◆ DOCUMENT EXCERPT ◆
_ _ _ _ _ _ _
Professor Cordain, please tell our readers about your new E-book, The Dietary Cure for Acne. How is this information different than the information one might get from the dermatologist?

Although the medical and dermatology communities generally have gone on record stating that diet and acne are unrelated, there is now extensive evidence to show otherwise—including a recently completed clinical trial from my colleague Neil Mann’s laboratory at RMIT in Melbourne (1, 2). In this book I review the four immediate causes of acne and then show how various elements of diet ultimately influence these four immediate causes. In addition to the high dietary glycemic load that is ubiquitous in the typical Western diet, I explain how other common foodstuffs, including dairy products (3), may provoke acne symptoms.  

Isn’t acne just a transitory skin problem? Why be concerned with pimples beyond just the aesthetic issues?

Women with persistent adult acne are at a greater risk for breast cancer. I believe that part of this increased risk for breast cancer stems from similar hormonal changes that are present in both acne and breast cancer patients. These hormonal changes (elevations of IGF-1 and reduction of IGFBP-3) not only increase the risk for breast cancer in women but also increase the risk for prostate cancer in men and colon cancer in both men and women. Hence, even though acne is primarily a problem during adolescence, it may represent an external marker for health problems in later life.

Your research has focused on hunter-gatherer life ways. Why study acne?

I had been quite interested in the classical diseases of insulin resistance (type 2 diabetes, coronary heart disease, obesity, high blood pressure and dyslipidemia [elevated blood triglycerides, reduced HDL cholesterol, and increased small dense LDL cholesterol]. About seven years ago, I began to suspect that acne may also be linked to insulin resistance. In hunter-gatherers, diseases of insulin resistance are rare or lacking. Consequently, we decided to examine non-westernized people to determine if they had acne. In our study of the Ache hunter-gatherers from Paraguay and in our study of Kitavan Islanders, living off the coast of Papua-New Guinea, we did not find a single case of acne. These findings led us to believe that acne was a diet-related disease. We now know this to be true from a recently completed dietary intervention among 43 acne patients from Melbourne (1,2).

I understand you have some projects relating to intermittent fasting and autoimmunity. Can you share any tidbits about those or any other projects in the works our readers should know about?

Meal timing and frequency are poorly studied topics. Despite the almost complete lack of scientific evidence, many nutritionists and physicians as well believe that many small meals are more healthful and may help to promote weight loss than fewer larger meals. Once again I look to the evolutionary template to help unravel difficult diet/health questions. We have preliminarily compiled data from hunter-gatherers, and their meal patterns typically involve a single large meal at the end of the day and sometimes a light morning meal. They almost never eat three large meals a day with snacking in between—a pattern that seems to have become the norm in the U.S.
_ _ _ _ _ _ _
◆ WHAT TO WORK ON ◆
**A.** Rewrite the passage of the acne interview between "Women with persistent" and "in later life.", inclusive, replacing "hormonal changes" with "endocrine changes" throughout.
**B.** Answer these questions using the acne interview.
(i) At whose laboratory was the recently completed clinical trial carried out?
(ii) Which two non-westernized groups were studied for acne?
(iii) How many acne patients took part in the dietary intervention in Melbourne?
**C.** Translate this sentence from the acne interview into Spanish: "Meal timing and frequency are poorly studied topics."
You will not need any of the entries.

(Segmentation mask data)
_ _ _ _ _ _ _
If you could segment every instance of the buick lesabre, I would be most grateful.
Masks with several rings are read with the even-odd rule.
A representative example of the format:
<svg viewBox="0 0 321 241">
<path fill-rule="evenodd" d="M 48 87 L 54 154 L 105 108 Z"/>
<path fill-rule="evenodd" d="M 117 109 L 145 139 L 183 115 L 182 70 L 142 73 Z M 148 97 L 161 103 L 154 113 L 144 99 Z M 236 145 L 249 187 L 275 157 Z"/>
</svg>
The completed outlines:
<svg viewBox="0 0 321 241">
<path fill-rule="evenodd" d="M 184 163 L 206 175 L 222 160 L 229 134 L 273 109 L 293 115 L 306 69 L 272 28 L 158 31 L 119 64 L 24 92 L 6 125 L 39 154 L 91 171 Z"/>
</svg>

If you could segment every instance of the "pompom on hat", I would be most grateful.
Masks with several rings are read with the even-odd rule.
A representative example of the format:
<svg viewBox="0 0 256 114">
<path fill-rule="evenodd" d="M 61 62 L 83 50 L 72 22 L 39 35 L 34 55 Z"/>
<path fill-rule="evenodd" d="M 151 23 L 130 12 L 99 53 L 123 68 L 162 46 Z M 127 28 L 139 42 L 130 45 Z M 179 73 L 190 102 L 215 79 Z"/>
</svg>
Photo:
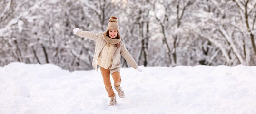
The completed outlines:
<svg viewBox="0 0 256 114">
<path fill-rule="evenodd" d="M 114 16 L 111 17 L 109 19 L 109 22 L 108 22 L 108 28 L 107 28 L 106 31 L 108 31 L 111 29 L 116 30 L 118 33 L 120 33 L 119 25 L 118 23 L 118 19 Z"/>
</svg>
_ _ _ _ _ _ _
◆ RESPONSES PER TASK ◆
**A.**
Women with persistent adult acne are at a greater risk for breast cancer. I believe that part of this increased risk for breast cancer stems from similar endocrine changes that are present in both acne and breast cancer patients. These endocrine changes (elevations of IGF-1 and reduction of IGFBP-3) not only increase the risk for breast cancer in women but also increase the risk for prostate cancer in men and colon cancer in both men and women. Hence, even though acne is primarily a problem during adolescence, it may represent an external marker for health problems in later life.

**B.**
(i) At Neil Mann's laboratory at RMIT in Melbourne.
(ii) The Ache hunter-gatherers from Paraguay and the Kitavan Islanders living off the coast of Papua-New Guinea.
(iii) 43.

**C.** El horario y la frecuencia de las comidas son temas poco estudiados.